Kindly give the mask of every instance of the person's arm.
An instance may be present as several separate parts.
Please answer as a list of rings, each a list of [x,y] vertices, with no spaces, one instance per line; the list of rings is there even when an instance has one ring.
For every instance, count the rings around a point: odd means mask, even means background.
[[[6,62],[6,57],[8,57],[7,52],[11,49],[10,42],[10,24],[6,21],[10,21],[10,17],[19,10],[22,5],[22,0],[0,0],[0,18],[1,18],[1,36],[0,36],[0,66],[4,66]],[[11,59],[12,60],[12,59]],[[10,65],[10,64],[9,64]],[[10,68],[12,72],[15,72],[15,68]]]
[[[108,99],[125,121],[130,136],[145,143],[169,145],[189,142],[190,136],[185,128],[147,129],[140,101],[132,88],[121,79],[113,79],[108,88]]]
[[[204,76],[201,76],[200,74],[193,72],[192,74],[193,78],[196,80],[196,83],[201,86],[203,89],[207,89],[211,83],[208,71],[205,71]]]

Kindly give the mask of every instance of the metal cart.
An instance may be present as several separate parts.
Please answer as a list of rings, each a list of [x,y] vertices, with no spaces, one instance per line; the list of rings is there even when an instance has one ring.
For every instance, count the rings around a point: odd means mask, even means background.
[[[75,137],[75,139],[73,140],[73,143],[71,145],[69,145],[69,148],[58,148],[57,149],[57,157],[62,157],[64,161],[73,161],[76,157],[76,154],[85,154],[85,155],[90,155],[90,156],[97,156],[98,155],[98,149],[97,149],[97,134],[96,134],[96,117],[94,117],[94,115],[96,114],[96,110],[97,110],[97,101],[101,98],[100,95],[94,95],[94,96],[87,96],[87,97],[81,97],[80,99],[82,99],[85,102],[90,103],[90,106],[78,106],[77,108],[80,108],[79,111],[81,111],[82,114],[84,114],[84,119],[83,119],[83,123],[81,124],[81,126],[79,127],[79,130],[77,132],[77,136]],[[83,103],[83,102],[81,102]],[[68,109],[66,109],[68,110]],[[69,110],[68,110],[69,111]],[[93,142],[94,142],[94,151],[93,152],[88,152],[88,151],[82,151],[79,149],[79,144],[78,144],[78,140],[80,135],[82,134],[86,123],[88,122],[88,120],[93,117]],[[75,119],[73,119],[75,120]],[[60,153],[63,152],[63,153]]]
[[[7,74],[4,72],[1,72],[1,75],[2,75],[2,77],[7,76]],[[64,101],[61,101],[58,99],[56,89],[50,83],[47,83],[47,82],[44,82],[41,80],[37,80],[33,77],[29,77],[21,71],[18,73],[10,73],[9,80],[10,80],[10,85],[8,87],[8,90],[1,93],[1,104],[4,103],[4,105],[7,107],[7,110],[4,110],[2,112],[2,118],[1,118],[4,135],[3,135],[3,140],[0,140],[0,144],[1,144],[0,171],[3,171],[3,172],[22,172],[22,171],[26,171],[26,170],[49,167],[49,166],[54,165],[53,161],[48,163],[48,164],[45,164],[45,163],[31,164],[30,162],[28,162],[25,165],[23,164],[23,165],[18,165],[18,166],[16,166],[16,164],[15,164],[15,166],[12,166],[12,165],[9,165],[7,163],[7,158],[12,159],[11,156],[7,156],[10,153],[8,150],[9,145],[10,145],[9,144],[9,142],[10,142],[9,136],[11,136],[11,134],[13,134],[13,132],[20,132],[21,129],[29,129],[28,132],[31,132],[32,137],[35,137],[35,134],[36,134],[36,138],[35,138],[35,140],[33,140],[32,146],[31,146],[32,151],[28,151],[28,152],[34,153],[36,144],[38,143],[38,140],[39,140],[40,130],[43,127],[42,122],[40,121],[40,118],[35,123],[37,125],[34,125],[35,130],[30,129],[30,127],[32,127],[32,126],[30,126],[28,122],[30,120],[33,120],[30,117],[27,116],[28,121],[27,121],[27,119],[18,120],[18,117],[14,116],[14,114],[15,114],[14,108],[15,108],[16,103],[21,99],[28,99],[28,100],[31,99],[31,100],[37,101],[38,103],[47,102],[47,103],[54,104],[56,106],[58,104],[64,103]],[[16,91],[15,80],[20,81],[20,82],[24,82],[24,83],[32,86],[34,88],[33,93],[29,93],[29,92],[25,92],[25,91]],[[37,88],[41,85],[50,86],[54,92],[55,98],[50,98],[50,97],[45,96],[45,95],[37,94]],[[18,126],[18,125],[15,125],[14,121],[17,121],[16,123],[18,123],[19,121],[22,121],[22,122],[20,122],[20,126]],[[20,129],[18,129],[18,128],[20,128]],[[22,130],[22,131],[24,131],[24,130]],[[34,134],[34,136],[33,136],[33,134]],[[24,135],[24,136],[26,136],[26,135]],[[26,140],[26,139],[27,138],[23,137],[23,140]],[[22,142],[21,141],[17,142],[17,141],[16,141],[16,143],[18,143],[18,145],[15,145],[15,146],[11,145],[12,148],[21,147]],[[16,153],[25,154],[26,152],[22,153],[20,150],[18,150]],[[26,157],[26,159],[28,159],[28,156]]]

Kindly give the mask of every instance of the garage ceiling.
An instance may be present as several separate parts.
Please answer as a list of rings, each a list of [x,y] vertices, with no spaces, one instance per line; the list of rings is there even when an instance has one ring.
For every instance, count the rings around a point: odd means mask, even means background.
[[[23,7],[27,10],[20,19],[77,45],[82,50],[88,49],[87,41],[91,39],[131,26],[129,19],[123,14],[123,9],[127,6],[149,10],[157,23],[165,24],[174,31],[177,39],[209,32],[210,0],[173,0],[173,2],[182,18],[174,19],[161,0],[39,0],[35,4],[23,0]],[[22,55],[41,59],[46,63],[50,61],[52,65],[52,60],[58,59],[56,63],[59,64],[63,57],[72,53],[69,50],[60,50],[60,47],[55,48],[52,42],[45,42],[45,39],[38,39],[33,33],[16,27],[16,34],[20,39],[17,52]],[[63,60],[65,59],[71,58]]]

......

THE TASK :: Set the listing down again in full, exactly as it was given.

ANSWER FOR THE TASK ::
Kindly give the mask of every instance of the person's arm.
An instance may be present as several separate parts.
Please answer as a list of rings, each a list of [x,y] vertices, with no spaces, one instance per line; the list of rings is there even when an instance has one ring.
For every instance, count the rings around a point: odd means mask, even means background.
[[[6,62],[6,57],[8,57],[7,52],[11,49],[10,42],[10,24],[6,21],[10,21],[10,17],[19,10],[22,5],[22,0],[0,0],[0,18],[1,18],[1,36],[0,36],[0,66],[4,66]],[[11,59],[12,60],[12,59]],[[10,65],[10,64],[9,64]],[[10,68],[12,72],[15,72],[15,68]]]
[[[108,99],[125,121],[130,136],[145,143],[169,145],[189,142],[190,136],[185,128],[147,129],[140,101],[132,88],[121,79],[113,79],[108,88]]]
[[[204,76],[201,76],[200,74],[193,72],[192,74],[193,78],[196,80],[196,83],[201,86],[203,89],[207,89],[211,83],[208,71],[205,71]]]

Kindly give the mask of every instance of the metal cart.
An instance may be present as several separate parts.
Please answer as a list of rings, each a list of [x,y] vertices, with no spaces, one instance per line; the list of rings is there even when an instance has one ring.
For every instance, count the rings around a point: odd means mask, even means background.
[[[75,137],[75,139],[73,140],[73,143],[71,145],[69,145],[69,148],[58,148],[57,149],[57,157],[62,157],[64,161],[73,161],[76,157],[76,154],[85,154],[85,155],[90,155],[90,156],[97,156],[98,155],[98,149],[97,149],[97,134],[96,134],[96,117],[94,117],[94,115],[96,114],[96,110],[97,110],[97,101],[101,98],[100,95],[94,95],[94,96],[87,96],[87,97],[81,97],[80,99],[82,99],[85,102],[90,103],[90,106],[78,106],[77,108],[80,108],[79,111],[81,111],[82,114],[84,114],[84,119],[83,119],[83,123],[81,124],[81,126],[79,127],[79,130],[77,132],[77,136]],[[83,103],[83,102],[81,102]],[[68,109],[66,109],[68,110]],[[69,110],[68,110],[69,111]],[[93,142],[94,142],[94,151],[93,152],[88,152],[88,151],[82,151],[79,149],[79,144],[78,144],[78,140],[80,135],[82,134],[86,123],[88,122],[88,120],[93,117]],[[75,119],[73,119],[75,120]],[[60,153],[63,152],[63,153]]]
[[[7,74],[4,72],[1,72],[1,75],[2,75],[2,77],[7,76]],[[64,101],[61,101],[58,99],[56,89],[50,83],[47,83],[47,82],[44,82],[41,80],[37,80],[33,77],[29,77],[21,71],[18,73],[10,73],[9,80],[10,80],[10,85],[8,87],[8,90],[1,93],[1,104],[4,103],[4,105],[7,107],[7,110],[4,110],[2,112],[2,118],[1,118],[4,135],[3,135],[3,140],[0,140],[0,144],[1,144],[0,171],[3,171],[3,172],[22,172],[22,171],[26,171],[26,170],[49,167],[49,166],[54,165],[53,161],[48,163],[48,164],[45,164],[45,163],[31,164],[30,162],[28,162],[25,165],[23,164],[23,165],[18,165],[18,166],[16,166],[16,164],[15,164],[15,166],[12,166],[12,165],[9,165],[7,163],[7,158],[12,159],[11,156],[7,156],[10,153],[8,150],[9,145],[10,145],[9,144],[9,142],[10,142],[9,136],[11,136],[11,134],[13,134],[13,132],[20,132],[21,129],[29,129],[28,132],[31,132],[32,137],[35,137],[35,134],[36,134],[36,138],[35,138],[35,140],[33,140],[32,146],[31,146],[32,151],[28,151],[28,152],[34,153],[36,144],[38,143],[38,140],[39,140],[40,130],[43,127],[42,122],[40,121],[40,118],[35,123],[37,125],[34,125],[35,130],[30,129],[30,127],[32,127],[32,126],[30,126],[28,122],[30,120],[33,120],[30,117],[27,116],[28,121],[27,121],[27,119],[18,120],[18,117],[14,116],[14,114],[15,114],[14,108],[15,108],[16,103],[21,99],[28,99],[28,100],[31,99],[31,100],[37,101],[38,103],[47,102],[47,103],[54,104],[56,106],[58,104],[64,103]],[[16,91],[15,80],[20,81],[20,82],[24,82],[24,83],[32,86],[34,88],[33,93],[29,93],[29,92],[25,92],[25,91]],[[37,88],[41,85],[50,86],[54,92],[55,98],[50,98],[50,97],[45,96],[45,95],[37,94]],[[18,126],[18,125],[15,125],[14,121],[17,121],[16,123],[18,123],[19,121],[22,121],[22,122],[20,122],[20,126]],[[20,129],[18,129],[18,128],[20,128]],[[22,130],[22,131],[24,131],[24,130]],[[34,134],[34,136],[33,136],[33,134]],[[24,135],[24,136],[26,136],[26,135]],[[26,140],[26,139],[27,138],[23,137],[23,140]],[[22,142],[21,141],[17,142],[17,141],[16,141],[16,143],[18,143],[18,145],[15,145],[15,146],[11,145],[12,148],[21,147]],[[16,153],[25,154],[26,152],[22,153],[20,150],[18,150]],[[26,157],[26,159],[28,159],[28,156]]]

Kindly give the mask of every instance of the garage ceiling.
An instance may be present as several separate parts.
Please answer as a list of rings, each a list of [x,y] vertices, with no spaces, one instance per line; the list of rings is there even when an instance has one ring.
For every instance, count the rings around a point: odd means mask, even means background.
[[[23,7],[27,10],[20,19],[77,45],[82,50],[88,49],[87,41],[91,39],[131,26],[129,19],[123,14],[123,9],[127,6],[149,10],[157,23],[165,24],[174,31],[177,39],[209,32],[210,0],[173,0],[173,2],[182,18],[174,19],[161,0],[39,0],[35,4],[23,0]],[[22,55],[41,59],[46,63],[50,61],[52,65],[52,60],[58,59],[56,63],[59,64],[63,57],[72,53],[69,50],[60,50],[60,47],[55,48],[52,42],[45,42],[45,39],[38,39],[33,33],[16,27],[16,34],[20,39],[17,52]],[[63,60],[65,59],[71,58]]]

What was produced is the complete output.